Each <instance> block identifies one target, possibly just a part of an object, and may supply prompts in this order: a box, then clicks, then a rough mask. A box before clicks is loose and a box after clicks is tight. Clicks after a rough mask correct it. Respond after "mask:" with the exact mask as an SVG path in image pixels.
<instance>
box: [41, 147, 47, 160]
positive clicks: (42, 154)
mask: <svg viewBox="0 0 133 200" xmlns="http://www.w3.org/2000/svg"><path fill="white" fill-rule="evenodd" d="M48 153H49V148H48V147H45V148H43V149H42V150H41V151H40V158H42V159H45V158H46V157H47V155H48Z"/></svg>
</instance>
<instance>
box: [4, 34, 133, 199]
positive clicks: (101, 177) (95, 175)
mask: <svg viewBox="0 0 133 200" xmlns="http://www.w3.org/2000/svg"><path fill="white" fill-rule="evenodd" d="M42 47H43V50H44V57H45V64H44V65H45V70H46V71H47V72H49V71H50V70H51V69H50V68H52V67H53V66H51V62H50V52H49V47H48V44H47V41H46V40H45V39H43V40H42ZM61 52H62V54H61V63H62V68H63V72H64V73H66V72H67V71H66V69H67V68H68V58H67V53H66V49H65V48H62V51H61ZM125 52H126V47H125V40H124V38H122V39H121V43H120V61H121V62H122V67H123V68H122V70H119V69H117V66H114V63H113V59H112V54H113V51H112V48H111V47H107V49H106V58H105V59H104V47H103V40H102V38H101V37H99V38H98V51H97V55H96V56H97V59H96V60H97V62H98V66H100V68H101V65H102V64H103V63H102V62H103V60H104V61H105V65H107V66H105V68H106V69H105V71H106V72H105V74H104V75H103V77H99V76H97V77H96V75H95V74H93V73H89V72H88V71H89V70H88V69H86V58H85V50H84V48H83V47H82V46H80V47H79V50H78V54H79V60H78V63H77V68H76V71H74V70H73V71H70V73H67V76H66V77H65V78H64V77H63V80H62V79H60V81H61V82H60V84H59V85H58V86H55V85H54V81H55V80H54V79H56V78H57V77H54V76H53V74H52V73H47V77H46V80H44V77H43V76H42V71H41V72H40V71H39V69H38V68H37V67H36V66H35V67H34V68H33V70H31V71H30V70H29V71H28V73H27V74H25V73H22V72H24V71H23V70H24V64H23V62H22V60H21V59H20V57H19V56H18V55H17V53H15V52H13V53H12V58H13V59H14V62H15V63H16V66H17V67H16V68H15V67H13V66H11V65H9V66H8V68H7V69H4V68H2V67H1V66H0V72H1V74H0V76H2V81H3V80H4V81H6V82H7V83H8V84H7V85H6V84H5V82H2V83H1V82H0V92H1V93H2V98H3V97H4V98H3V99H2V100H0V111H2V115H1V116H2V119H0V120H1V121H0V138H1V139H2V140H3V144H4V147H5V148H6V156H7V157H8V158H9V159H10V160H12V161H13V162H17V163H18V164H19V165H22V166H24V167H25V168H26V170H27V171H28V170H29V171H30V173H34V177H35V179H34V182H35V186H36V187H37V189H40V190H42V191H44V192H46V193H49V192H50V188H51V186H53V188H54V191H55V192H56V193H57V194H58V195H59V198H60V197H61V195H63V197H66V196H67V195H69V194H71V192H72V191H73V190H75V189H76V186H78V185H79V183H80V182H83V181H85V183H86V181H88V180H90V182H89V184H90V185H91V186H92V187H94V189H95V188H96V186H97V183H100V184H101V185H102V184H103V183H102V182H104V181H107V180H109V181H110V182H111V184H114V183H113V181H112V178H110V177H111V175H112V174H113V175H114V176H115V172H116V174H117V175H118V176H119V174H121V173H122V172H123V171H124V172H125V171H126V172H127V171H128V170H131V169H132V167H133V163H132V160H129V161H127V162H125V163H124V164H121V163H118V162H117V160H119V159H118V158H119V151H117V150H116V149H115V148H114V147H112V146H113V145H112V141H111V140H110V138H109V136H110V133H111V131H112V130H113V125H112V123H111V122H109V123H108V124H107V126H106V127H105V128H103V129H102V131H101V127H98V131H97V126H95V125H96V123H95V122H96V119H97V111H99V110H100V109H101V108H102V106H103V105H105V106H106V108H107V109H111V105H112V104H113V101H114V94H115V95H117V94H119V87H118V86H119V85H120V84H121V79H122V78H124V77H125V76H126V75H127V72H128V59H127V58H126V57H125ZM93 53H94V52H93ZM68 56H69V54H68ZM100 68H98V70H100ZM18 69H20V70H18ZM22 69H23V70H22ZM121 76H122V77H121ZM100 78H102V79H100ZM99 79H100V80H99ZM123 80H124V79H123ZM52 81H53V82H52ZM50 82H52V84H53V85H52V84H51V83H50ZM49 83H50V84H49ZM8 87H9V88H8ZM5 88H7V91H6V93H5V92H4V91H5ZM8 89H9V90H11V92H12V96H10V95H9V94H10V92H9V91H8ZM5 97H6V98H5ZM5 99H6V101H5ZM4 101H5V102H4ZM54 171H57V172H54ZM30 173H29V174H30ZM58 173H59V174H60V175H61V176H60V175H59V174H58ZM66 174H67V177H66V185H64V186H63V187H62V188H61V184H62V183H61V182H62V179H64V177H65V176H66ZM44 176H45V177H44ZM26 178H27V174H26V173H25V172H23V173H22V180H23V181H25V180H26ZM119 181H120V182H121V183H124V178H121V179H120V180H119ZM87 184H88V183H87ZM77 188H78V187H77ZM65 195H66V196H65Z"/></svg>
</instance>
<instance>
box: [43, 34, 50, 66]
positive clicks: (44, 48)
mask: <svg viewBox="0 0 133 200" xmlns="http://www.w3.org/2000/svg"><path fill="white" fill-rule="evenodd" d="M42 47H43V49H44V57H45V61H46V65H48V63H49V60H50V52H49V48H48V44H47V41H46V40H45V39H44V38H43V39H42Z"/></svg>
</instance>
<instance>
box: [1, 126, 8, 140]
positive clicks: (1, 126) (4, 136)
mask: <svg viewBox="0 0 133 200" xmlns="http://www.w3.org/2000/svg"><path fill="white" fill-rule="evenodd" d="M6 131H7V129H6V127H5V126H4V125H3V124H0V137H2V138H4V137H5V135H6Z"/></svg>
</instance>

==

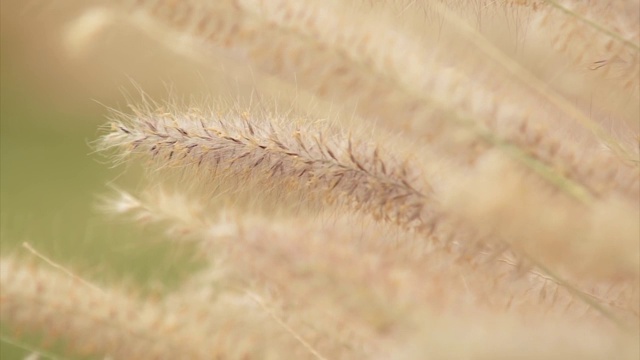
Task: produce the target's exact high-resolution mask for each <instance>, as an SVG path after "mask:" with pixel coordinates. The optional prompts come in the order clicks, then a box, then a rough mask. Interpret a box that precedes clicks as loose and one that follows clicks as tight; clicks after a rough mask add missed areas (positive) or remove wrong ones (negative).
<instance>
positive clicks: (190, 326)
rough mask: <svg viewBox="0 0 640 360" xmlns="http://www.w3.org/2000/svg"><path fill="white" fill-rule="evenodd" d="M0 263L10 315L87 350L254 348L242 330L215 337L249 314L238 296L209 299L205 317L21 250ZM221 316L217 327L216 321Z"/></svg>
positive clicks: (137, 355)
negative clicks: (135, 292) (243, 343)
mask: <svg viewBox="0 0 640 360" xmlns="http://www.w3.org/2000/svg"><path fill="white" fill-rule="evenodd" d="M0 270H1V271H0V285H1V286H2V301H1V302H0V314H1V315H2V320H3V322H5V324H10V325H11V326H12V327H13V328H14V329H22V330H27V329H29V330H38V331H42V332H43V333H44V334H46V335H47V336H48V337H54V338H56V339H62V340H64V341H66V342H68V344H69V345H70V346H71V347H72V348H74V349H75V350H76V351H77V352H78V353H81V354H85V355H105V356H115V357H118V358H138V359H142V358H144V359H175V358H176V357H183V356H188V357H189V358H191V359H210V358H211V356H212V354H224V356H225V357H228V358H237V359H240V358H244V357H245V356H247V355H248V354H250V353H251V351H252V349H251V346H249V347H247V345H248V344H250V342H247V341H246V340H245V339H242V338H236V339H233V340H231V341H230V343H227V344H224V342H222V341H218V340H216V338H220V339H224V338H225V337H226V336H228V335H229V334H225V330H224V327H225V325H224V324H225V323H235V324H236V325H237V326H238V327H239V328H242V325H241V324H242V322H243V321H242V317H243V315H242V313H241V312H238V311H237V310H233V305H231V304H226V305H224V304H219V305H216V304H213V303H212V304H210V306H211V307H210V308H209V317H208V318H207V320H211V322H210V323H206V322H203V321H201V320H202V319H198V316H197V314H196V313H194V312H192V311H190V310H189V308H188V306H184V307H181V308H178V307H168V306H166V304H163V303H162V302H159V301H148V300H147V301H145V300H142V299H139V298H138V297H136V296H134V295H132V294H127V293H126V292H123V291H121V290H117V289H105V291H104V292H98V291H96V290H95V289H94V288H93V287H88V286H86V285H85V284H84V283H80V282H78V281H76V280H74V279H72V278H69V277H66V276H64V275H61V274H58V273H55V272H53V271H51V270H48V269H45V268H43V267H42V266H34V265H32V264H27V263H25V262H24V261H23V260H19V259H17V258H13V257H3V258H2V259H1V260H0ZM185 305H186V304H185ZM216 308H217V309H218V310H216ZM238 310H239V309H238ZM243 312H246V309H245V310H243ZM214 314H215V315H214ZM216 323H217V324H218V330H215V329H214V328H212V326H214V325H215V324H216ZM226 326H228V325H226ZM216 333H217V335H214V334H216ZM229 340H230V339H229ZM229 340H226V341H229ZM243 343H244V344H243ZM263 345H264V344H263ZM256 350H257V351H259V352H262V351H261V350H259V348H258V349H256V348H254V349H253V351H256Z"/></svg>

---

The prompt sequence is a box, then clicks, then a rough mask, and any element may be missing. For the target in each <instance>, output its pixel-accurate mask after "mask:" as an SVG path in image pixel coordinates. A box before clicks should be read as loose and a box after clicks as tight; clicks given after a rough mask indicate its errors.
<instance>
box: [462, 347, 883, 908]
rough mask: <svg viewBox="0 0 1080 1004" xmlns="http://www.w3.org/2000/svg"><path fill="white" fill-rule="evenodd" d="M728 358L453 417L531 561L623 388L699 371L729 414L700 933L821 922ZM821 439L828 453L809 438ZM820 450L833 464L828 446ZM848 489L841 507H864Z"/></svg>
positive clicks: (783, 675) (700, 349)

Problem requirements:
Which of the lines above contain the string "after", with case counting? Copy each of those lines in full.

Answer below:
Each <instance> block identifies one target, possibly just a part of an object, and may supply prompts in this order: a box, then clicks, then a rough mask. A box before clicks is loose and a box after clicks is tight. Clicks after a rough mask correct it. Respond after "mask:" with the exact mask as an SVG path in image pixels.
Task: produce the target's exact high-resolution mask for each <instance>, as an SVG path after "mask:" with pixel coordinates. The optional prompts come in the order clicks, then a box, then a rough mask. Interpret a box that precedes clicks as loose and one that follows clicks as tight; clicks after a rough mask add missed areas (positive) or remove wrong ones (negative).
The prompt sequence is a box, then clicks, then a rough mask, and any element may be missing. For the target in each <instance>, output its pixel-accurate mask after "mask:" as an SVG path in image pixel coordinates. A box before clicks should be read as loose and a box after clicks as tight; clicks given after a rough mask indicate its errors.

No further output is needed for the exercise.